Leave out any picture and return the remaining listing below exactly as given.

● ● ●

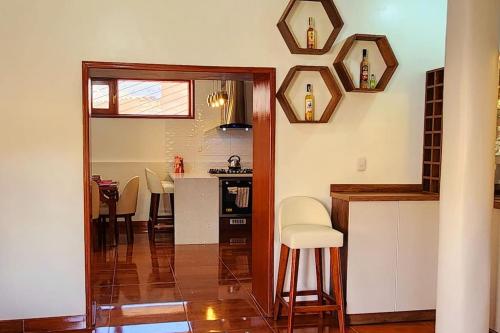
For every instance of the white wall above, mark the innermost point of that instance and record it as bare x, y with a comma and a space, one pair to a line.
43, 44
122, 148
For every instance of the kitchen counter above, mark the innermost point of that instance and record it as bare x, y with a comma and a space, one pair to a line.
190, 175
232, 175
206, 175
385, 196
196, 202
391, 239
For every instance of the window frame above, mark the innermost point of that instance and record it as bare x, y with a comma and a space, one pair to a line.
113, 110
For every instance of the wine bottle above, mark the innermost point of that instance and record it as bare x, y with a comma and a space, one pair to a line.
363, 71
311, 35
309, 105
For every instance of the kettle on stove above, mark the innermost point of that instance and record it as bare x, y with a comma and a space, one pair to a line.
234, 162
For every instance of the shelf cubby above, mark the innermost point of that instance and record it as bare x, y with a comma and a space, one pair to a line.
386, 52
433, 130
331, 85
291, 42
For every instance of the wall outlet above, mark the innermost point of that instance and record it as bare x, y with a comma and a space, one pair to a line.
362, 164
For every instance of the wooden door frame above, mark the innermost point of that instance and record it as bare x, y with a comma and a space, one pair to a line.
264, 123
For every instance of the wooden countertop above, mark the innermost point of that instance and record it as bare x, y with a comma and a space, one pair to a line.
381, 192
378, 196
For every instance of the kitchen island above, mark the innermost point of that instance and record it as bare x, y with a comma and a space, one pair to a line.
196, 208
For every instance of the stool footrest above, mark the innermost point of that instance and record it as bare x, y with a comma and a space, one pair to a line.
316, 308
301, 293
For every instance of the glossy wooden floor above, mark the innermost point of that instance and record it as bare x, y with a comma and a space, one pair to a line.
159, 288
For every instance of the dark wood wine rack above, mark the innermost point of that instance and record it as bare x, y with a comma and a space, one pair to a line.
433, 130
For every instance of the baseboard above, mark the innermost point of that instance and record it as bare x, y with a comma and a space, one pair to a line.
43, 324
390, 317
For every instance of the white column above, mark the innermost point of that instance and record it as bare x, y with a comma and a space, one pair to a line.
470, 95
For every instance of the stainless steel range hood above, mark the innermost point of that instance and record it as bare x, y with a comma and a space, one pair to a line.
237, 112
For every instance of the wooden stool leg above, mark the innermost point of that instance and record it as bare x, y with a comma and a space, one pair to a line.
336, 280
150, 220
319, 277
284, 252
293, 288
129, 228
171, 196
154, 218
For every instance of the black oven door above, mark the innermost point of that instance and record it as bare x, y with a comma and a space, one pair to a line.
235, 197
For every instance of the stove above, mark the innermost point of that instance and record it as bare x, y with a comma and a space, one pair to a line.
229, 171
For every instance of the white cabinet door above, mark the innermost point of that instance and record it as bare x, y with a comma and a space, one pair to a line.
371, 267
417, 255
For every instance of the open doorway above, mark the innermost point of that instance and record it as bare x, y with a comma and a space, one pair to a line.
243, 234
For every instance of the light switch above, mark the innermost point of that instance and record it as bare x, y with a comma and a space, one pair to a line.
362, 164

● ● ●

* _Exercise answer_
For every instance of the white wall above, mark the innermost point of that instance and record it as bare x, y with a comma and a space, one pair to a line.
43, 44
122, 148
For every instance of the kitchen counter above, mark the innermost point of that instance and record it as bare x, y with a comma and a space, one pair to a line.
190, 175
232, 175
206, 175
385, 196
196, 202
391, 239
For every instance of the window frame above, mark the innermost point of that instance and record it as bare x, y with a comma and a space, one pair to a line.
113, 110
For every instance of the wine bottle above, mark the innermost point of that instance and record it as bare x, y with a comma and a space, one pair to a line.
363, 71
311, 35
309, 105
For every instance of the kettle on stove above, mark the innermost point of that instance and record it as bare x, y with a comma and a space, one pair to a line.
234, 162
For every instance of the shelf cubby above, mark the innermost point of that instance and record it as bare x, y with a comma and a space, one pair to a line.
386, 52
433, 130
331, 85
291, 42
For every instance of the wall outlet above, mark the innermost point of that instance and record it as bare x, y with a comma and a space, one pair to a line.
362, 164
For every instance of the wooden door frame above, mark the innermost point of that instance and record it as bare x, y with a comma and a space, one pair to a line.
264, 123
For every instance of the wooden countertop above, mark the innermost point of that instance and record it as bare x, y with a comma and a space, one pair to a line.
381, 192
378, 196
For every instance of the kitchen island above, mark the innermost point of that instance and record it as bare x, y with a comma and a space, one pair to a line.
196, 208
For every instance of the stool footrest above, mark the innermost point of that instance and record it as bare x, y with a comma and a space, one pair to a line.
316, 308
301, 293
For every instance of the glossy wooden floor above, mark the innermost point of that instance and record it as bare x, y with a comma and a space, one pair to a line.
159, 288
For every instance of the dark wood wine rack above, mark the innermost point of that instance and record it as bare x, y with a comma and a space, one pair to a line.
433, 130
For every instance of the baseboard above, mark the innermost point of that instance and record it as bare x, y with a comma and a space, one pair to a line.
43, 324
390, 317
For every instance of the white column above, mark the innermost point of that instance and record it as bare x, y with a comma and a space, one pair to a line.
470, 95
For every instance of the stainless steel range hood above, mark the innermost point of that instance and record it as bare x, y with a comma and a space, one pair to a line.
237, 112
For every instance of the wooden stool leg above, mark the innermost point of that instance and record it as bare x, y with a comma and a space, one pair to a line.
336, 280
150, 220
319, 277
284, 252
293, 288
129, 228
171, 196
154, 218
For every instance of the black oven door above, mark the innermost point of that instance and record it as bare x, y with a comma and a space, one pair to a line.
235, 197
For every instance of the stove above, mark the innermost point of that instance and record it as bare x, y with a comma and a space, one pair to a line.
229, 171
For every instance of the white cabinet door above, mark the innermost point of that instance and record it as bare x, y with a comma and a space, one pair to a line.
371, 267
417, 255
For every instance of the open doorway above, mark the innermost point of that instance and record it as bare x, y with a comma and a space, one pair to a line.
243, 234
For every instance of the light switch above, mark the innermost point of that instance and record it as bare x, y with a comma and a space, one pair to a line.
362, 164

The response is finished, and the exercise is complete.